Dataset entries
+ + +
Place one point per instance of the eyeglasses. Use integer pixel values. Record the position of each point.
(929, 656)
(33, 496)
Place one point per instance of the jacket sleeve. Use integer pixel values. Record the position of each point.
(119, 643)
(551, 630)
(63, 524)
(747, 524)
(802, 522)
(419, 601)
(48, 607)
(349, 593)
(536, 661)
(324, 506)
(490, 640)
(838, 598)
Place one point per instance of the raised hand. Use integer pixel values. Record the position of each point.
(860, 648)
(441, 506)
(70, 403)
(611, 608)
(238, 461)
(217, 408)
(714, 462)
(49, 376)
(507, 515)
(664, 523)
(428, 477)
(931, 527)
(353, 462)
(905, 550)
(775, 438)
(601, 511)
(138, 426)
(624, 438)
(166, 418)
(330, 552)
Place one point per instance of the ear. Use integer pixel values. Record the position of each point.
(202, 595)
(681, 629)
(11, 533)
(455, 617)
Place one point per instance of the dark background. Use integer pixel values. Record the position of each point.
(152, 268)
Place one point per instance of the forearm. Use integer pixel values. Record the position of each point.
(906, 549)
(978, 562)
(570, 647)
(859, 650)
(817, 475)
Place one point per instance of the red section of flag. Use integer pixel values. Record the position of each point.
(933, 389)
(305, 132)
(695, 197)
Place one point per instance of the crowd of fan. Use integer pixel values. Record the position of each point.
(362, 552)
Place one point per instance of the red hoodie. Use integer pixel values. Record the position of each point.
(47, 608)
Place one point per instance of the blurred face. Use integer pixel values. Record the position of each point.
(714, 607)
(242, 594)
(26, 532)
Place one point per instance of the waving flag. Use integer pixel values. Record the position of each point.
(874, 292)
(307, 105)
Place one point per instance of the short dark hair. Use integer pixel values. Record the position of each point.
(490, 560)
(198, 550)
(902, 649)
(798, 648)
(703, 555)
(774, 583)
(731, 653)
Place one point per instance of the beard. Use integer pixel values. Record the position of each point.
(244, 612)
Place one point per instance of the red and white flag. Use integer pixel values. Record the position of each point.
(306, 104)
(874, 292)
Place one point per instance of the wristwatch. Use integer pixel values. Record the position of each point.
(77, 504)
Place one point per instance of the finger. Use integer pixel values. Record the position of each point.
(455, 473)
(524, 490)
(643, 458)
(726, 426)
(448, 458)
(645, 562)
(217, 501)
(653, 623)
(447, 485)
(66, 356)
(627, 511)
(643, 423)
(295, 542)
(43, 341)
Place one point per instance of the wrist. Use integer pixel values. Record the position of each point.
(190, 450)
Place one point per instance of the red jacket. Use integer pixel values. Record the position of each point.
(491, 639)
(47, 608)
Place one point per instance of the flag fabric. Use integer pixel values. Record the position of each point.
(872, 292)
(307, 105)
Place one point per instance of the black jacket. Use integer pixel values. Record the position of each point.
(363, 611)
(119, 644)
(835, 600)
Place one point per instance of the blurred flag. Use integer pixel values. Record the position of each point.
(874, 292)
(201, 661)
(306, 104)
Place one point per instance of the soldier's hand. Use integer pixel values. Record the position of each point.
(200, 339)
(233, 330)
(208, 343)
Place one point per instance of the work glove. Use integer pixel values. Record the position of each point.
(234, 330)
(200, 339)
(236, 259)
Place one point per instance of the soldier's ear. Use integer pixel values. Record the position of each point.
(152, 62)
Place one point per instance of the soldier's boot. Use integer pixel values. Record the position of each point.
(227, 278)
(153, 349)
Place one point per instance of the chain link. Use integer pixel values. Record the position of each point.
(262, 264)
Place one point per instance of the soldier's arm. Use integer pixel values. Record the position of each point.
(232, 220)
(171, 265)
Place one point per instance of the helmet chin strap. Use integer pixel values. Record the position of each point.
+ + +
What is being asked: Restate the records in full, keeping every word as it is.

Problem solution:
Place one point per instance of the eyeglasses. Use integer pixel values. Record the position of each point.
(929, 656)
(33, 496)
Place one point per instance of the jacket sleeve. Use integer pixel values. Record the position of each point.
(119, 643)
(551, 630)
(63, 524)
(747, 524)
(802, 522)
(419, 601)
(48, 607)
(349, 593)
(536, 661)
(324, 506)
(490, 640)
(838, 598)
Place one point per instance of the raised hand. Use integer pixel values. Record the position of each point.
(860, 648)
(441, 506)
(70, 403)
(611, 608)
(238, 461)
(217, 408)
(714, 462)
(49, 376)
(507, 515)
(664, 523)
(428, 477)
(931, 527)
(353, 462)
(905, 550)
(775, 438)
(601, 511)
(138, 426)
(624, 438)
(166, 418)
(330, 552)
Place one point per instance of the ear. Use integer pixel values. Record the position of each point.
(202, 595)
(681, 629)
(11, 533)
(455, 617)
Place one point per instance of the dark background. Use integer pixel values. Record the position of each point.
(152, 268)
Place one point per instance of the forearm. Use integer pixel values. Record the position of each point.
(906, 549)
(978, 562)
(570, 647)
(859, 650)
(817, 475)
Place one point per instance of the red section of flag. Use integer pixel values. Record the position of each point.
(933, 389)
(305, 132)
(695, 197)
Place one point per instance of the crowd of fan. Use integer pixel values. Record the position of each point.
(362, 552)
Place one point per instance of the red hoodie. Use integer pixel values. Record the position of each point.
(47, 608)
Place one point per instance of the blurred face. Use integer pixel values. Record the position of each point.
(714, 607)
(242, 594)
(26, 532)
Place one point per instance of the waving flag. Use integer pixel values. Record the position of each point.
(874, 292)
(307, 105)
Place one point per instance of the short dark hair. Use integer pixel values. Record the position of each point.
(490, 560)
(198, 550)
(902, 649)
(798, 648)
(703, 555)
(774, 583)
(731, 653)
Place one point per instance of the beard. Use integer pixel values. Record the position of each point.
(244, 612)
Place one point per instance of the red and white flag. Use integer pixel values. Record the position of each point.
(306, 104)
(874, 292)
Place one point per instance of the wristwatch. Use integer pixel values. Record the position of each point.
(77, 504)
Place one point per instance of the finger. Use integer pixel values. Record the position of each point.
(455, 473)
(524, 490)
(643, 458)
(726, 426)
(448, 458)
(645, 562)
(217, 501)
(653, 623)
(447, 485)
(66, 356)
(627, 511)
(643, 423)
(295, 542)
(43, 341)
Place one point per instance of the wrist. Use integer pixel values. Record the position of each point.
(190, 450)
Place one point per instance of the red jacket. Use integer pixel values. Record the position of each point.
(491, 639)
(47, 608)
Place one point per instance of the flag fabric. Use integer pixel values. Record the position of each point.
(872, 292)
(307, 105)
Place one point per instance of the black jacket. Use integer pixel values. Record the position of each point.
(363, 611)
(119, 644)
(835, 600)
Place one point per instance of the blurred flag. Use integer pixel values. Record the position of each point.
(874, 292)
(201, 661)
(306, 104)
Place one point per instance of the soldier's hand. Use integer pixel values. Record the position of each point.
(200, 339)
(233, 330)
(208, 343)
Place one point per instance of the work glove. Use integer pixel values. Record the position of each point.
(234, 330)
(200, 339)
(236, 259)
Place one point per instance of the soldier's ear. Use integer pixel values. Record the position of each point.
(152, 62)
Place one point per instance of the soldier's boot. Use integer pixel values. Record the position of each point.
(227, 278)
(153, 349)
Place one point per instance of the chain link. Use integer pixel values. Record the position of each point.
(262, 264)
Place one point per instance of the soldier's arm. Use integer pixel values. Record the position of each point.
(232, 220)
(171, 265)
Place one point per instance of the helmet chin strap. Use integer pixel values. Record the position of each point.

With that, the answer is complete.